** START Data to process **
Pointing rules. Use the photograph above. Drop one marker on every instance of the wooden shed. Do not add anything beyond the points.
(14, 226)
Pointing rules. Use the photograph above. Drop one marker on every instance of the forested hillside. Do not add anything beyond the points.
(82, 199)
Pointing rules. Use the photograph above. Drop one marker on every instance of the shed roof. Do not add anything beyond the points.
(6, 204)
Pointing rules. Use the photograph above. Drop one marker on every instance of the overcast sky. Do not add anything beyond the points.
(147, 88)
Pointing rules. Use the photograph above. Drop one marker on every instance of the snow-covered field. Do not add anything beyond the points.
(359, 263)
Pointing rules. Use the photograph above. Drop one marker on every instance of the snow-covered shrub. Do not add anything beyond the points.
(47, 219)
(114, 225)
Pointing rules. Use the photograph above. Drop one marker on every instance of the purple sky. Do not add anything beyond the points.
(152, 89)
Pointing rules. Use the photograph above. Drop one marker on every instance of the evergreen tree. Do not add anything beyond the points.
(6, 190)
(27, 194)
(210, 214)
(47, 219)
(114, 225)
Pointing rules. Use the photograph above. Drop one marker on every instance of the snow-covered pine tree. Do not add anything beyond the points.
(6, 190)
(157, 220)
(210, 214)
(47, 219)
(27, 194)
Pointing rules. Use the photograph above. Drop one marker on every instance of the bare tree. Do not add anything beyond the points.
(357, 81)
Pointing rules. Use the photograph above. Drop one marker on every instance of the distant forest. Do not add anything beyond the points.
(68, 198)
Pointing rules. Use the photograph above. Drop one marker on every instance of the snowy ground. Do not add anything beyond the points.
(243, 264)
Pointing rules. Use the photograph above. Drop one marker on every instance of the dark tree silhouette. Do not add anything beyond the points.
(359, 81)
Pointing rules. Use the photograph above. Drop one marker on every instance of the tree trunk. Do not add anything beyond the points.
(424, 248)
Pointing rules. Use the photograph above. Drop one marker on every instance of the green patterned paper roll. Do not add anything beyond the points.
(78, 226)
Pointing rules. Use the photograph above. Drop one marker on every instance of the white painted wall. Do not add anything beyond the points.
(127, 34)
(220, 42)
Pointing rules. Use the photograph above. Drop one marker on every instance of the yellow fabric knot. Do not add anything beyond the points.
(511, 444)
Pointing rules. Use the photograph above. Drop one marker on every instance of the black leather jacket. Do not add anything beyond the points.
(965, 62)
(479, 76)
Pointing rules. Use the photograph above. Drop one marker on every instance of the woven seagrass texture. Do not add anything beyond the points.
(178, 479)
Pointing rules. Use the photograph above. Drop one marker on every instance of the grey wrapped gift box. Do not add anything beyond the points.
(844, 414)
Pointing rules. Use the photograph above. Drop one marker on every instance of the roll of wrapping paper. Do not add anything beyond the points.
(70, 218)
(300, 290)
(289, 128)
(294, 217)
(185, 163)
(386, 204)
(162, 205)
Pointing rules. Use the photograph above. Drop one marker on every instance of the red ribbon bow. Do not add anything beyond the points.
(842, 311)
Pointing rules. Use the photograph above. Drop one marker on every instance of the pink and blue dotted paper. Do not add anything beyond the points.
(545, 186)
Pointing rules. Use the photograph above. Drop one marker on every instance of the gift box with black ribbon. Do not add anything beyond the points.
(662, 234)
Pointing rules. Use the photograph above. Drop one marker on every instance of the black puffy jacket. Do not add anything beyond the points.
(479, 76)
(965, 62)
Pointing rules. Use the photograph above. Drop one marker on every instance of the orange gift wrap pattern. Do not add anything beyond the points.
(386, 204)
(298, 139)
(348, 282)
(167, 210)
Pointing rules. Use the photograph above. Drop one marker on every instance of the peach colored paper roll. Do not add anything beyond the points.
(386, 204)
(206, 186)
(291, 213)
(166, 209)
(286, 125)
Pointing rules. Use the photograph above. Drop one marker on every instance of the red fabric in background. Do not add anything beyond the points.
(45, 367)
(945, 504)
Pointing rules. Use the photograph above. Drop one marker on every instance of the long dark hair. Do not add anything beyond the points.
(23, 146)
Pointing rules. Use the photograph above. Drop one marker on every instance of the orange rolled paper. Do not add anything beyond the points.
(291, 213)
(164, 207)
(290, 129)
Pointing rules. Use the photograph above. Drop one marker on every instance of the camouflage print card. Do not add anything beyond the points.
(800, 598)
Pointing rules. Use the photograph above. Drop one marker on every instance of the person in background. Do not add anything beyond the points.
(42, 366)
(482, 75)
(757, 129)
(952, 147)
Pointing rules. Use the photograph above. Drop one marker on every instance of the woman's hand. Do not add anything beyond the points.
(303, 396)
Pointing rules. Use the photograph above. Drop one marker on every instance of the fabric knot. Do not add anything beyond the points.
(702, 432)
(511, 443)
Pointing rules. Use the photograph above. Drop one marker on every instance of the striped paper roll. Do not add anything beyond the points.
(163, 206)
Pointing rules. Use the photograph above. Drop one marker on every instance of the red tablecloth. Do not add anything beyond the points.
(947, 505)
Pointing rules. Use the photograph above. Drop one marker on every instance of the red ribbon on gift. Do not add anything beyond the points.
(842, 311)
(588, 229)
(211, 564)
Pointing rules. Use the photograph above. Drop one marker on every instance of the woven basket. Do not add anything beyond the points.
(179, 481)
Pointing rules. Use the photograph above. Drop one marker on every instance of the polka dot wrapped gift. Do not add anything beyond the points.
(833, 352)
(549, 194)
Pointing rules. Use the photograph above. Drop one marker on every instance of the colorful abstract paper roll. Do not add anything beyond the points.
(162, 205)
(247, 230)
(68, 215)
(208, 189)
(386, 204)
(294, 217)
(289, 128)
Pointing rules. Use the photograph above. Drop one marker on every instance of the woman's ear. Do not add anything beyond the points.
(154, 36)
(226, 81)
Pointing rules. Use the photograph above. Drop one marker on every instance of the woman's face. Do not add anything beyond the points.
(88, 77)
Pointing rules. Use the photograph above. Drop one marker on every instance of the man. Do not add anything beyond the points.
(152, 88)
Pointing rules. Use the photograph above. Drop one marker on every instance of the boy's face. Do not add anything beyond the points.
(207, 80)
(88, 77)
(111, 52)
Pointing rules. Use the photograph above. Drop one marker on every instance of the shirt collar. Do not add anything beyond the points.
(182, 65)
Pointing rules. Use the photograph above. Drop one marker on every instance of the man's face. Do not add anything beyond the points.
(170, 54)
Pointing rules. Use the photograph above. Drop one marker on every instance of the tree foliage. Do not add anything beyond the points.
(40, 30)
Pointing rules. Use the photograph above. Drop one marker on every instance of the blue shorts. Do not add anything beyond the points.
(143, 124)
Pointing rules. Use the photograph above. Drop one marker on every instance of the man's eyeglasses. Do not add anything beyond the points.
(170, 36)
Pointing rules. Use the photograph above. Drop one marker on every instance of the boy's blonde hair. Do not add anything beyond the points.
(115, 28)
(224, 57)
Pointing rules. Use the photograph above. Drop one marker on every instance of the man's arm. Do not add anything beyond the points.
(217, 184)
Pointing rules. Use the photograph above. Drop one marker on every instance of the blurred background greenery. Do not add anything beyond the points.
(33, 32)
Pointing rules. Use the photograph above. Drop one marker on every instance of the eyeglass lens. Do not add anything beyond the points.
** END Data to process **
Written problem
Print every line of the records exactly. Omit nothing.

Output below
Pointing rules. Use the photograph above. Drop one marker on every instance of the wooden shed. Do not add anything beyond the points.
(14, 226)
Pointing rules. Use the photograph above. Drop one marker on every instance of the forested hillside. Do not add anything beyond the points.
(82, 199)
Pointing rules. Use the photograph above. Drop one marker on every instance of the shed roof. Do not add anything beyond the points.
(6, 204)
Pointing rules. Use the photograph above. Drop one marker on every instance of the overcast sky. Do not add anything beyond the points.
(147, 88)
Pointing rules. Use the photograph above. Drop one marker on every instance of the snow-covered field. Do not add anything beyond the points.
(359, 263)
Pointing rules. Use the photograph above. Drop one marker on every instance of the snow-covered shrub. Do not add anything beyond the points.
(47, 219)
(114, 225)
Pointing rules. Use the photograph above. Drop one marker on every instance of the purple sky. Do not add anything beyond the points.
(152, 89)
Pointing rules. Use the photograph above. Drop one marker on every instance of the evergreen tree. Do not add anything beyond the points.
(6, 190)
(27, 194)
(210, 214)
(47, 219)
(114, 225)
Pointing rules. Use the photograph above. Drop one marker on every instance of the snow-covered pine tree. Do not add anything beyond the points.
(6, 190)
(157, 220)
(210, 214)
(47, 219)
(27, 194)
Pointing rules. Use the photograph above. Drop one marker on every instance of the bare tree. Do not add anything beyond the points.
(357, 81)
Pointing rules. Use the photograph above. Drop one marker on every instance of the distant forest. Do not add anything beyond the points.
(68, 198)
Pointing rules. Use the photograph above. Drop one marker on every instance of the snowy ground. Do not add anything beyond the points.
(243, 264)
Pointing rules. Use the photograph above. Drop one marker on every instance of the dark tree silhouette. Do not add anything beyond the points.
(359, 81)
Pointing rules. Use the photograph above. Drop one marker on every instance of the tree trunk. Do not add anything beyond the points.
(424, 248)
Pointing rules. Use the photograph above. Drop one marker on every instance of the green patterned paper roll. Do not add anything beyond the points.
(78, 226)
Pointing rules. Use the photograph above. Drop one marker on every instance of the white painted wall. Do not add anything beyond the points.
(127, 34)
(220, 42)
Pointing rules. Use the photograph above. Drop one marker on every instance of the yellow fabric knot. Do not add anything beyond the points.
(511, 444)
Pointing rules. Use the photograph above. Drop one marker on every instance of the black leather jacket. Do not add anything beyond the points.
(965, 62)
(479, 76)
Pointing rules. Use the photograph above. Drop one marker on every instance of the woven seagrass texture. Do not add anything beyond the points.
(178, 479)
Pointing rules. Use the photograph above. Drop one marker on every instance of the grey wrapped gift box. Do not add anything beyond the points.
(844, 414)
Pointing rules. Use the photograph above. Drop one marker on every instance of the roll of wrapping paper. Do not add anything beyond the points.
(70, 218)
(300, 290)
(289, 128)
(294, 217)
(185, 163)
(386, 204)
(162, 205)
Pointing rules. Use the photograph above. Drop one marker on every instance of the red ribbon bow. Do not add anything beyond the points.
(842, 311)
Pointing rules. Use the photograph above. Drop one marker on every instance of the pink and blue dotted paper. Do not add anything beyond the points.
(545, 186)
Pointing rules. Use the photograph above. Drop one marker on every instance of the gift box with black ribbon. Do not add anything beyond the points.
(662, 234)
Pointing rules. Use the photograph above. Drop one marker on every instance of the black puffy jacket. Do not add anything beyond the points.
(479, 76)
(965, 62)
Pointing rules. Use the photograph above. Drop one marker on every instance of the orange gift wrap pattern. Do not add anything beyond the points.
(386, 204)
(298, 139)
(348, 282)
(167, 210)
Pointing rules. Use the photograph above. Drop one marker on every instance of the peach colored paper roll. Do not add anything beyond the points.
(386, 204)
(206, 186)
(291, 213)
(166, 209)
(286, 125)
Pointing rules. Use the photograph above. Drop one marker on every instance of the red fabric in background. Do not add anything beyond the points.
(45, 367)
(945, 504)
Pointing rules. Use the photograph above. Drop one marker on every instance of the long dark hair. Do not add anything beyond the points.
(23, 146)
Pointing rules. Use the photograph above. Drop one marker on every instance of the orange rolled paper. Do not add anything beyond the points.
(291, 213)
(164, 207)
(290, 129)
Pointing rules. Use the photograph above. Drop one marker on every instance of the camouflage print card. Do not add anything beyond the points.
(800, 598)
Pointing rules. Use the photograph above. Drop one marker on every instance of the person in background. Do not add anything beyond the points.
(42, 366)
(482, 75)
(757, 129)
(952, 147)
Pointing rules. Use the photograph above. Drop one marker on every instance of the woman's hand. Do not add anything beyond the points.
(303, 396)
Pointing rules. Use the photograph above. Drop one marker on every instance of the fabric knot. Do not add anything beyond the points.
(702, 432)
(511, 443)
Pointing rules. Use the photograph above. Drop one marker on every instance of the striped paper roll. Do not add anything beyond the points.
(163, 206)
Pointing rules. Use the photograph above. Drop one marker on every instance of the red tablecloth. Do not add anything beyond the points.
(947, 505)
Pointing rules. Use the photograph above. Drop one marker on every instance of the red ribbon on gift. Do not add anything beyond the points.
(842, 311)
(588, 229)
(211, 564)
Pointing rules. Use the photograph above. Drop one marker on every instance of the woven basket. Do not add anything beyond the points.
(179, 481)
Pointing rules. Use the photograph above. Drop one marker on every instance of the polka dot wrapped gift. Do not add anything beyond the points.
(833, 352)
(549, 194)
Pointing rules. Use the photograph above. Drop one marker on every instance of the colorful abstract paper roll. Do not add anything beyond the points.
(162, 205)
(247, 230)
(68, 215)
(208, 189)
(386, 204)
(294, 217)
(289, 128)
Pointing rules. Use the photograph above. Drop one marker on every instance of the woman's ear. Do not add anything beyond the points.
(154, 36)
(226, 81)
Pointing rules. Use the photograph above. Drop one marker on every instance of the woman's face. Do not add anything beyond the points.
(88, 77)
Pointing rules. Use the photograph above. Drop one marker on every instance of the man. Do not add anything beyond the points.
(152, 88)
Pointing rules. Use the photograph above. Drop one marker on every instance of the boy's face. Do not add anything beyond the points.
(207, 80)
(88, 77)
(111, 52)
Pointing rules. Use the photograph above. Drop one marker on every instance of the shirt collar. Do not add anything beyond the points.
(182, 65)
Pointing rules. Use the photograph above. Drop one marker on every instance of the man's face. Do not add anything beyond the points.
(170, 54)
Pointing rules. Use the photograph above. Drop one marker on every instance of the tree foliage. Do not add anything beyond the points.
(40, 30)
Pointing rules. Use the photograph above. Drop one marker on every instance of the blue shorts. Do not add anything beyond the points.
(143, 124)
Pointing rules. Use the photograph above. Drop one marker on every instance of the man's eyeglasses. Do not add anything beyond the points.
(170, 36)
Pointing rules. Use the photograph above. Drop one marker on every instance of the boy's blonde hair. Do not add anything beyond the points.
(115, 28)
(224, 57)
Pointing rules. Use the photograph above. Drop one marker on every instance of the man's arm. Do not add anything beyond the points.
(217, 184)
Pointing rules. Use the photograph above. Drop one marker on every instance of the blurred background greenery. Do not add anything beyond the points.
(33, 32)
Pointing rules. Use the photograph above. Drop one marker on every instance of the eyeglass lens. Do not add anything beyond the points.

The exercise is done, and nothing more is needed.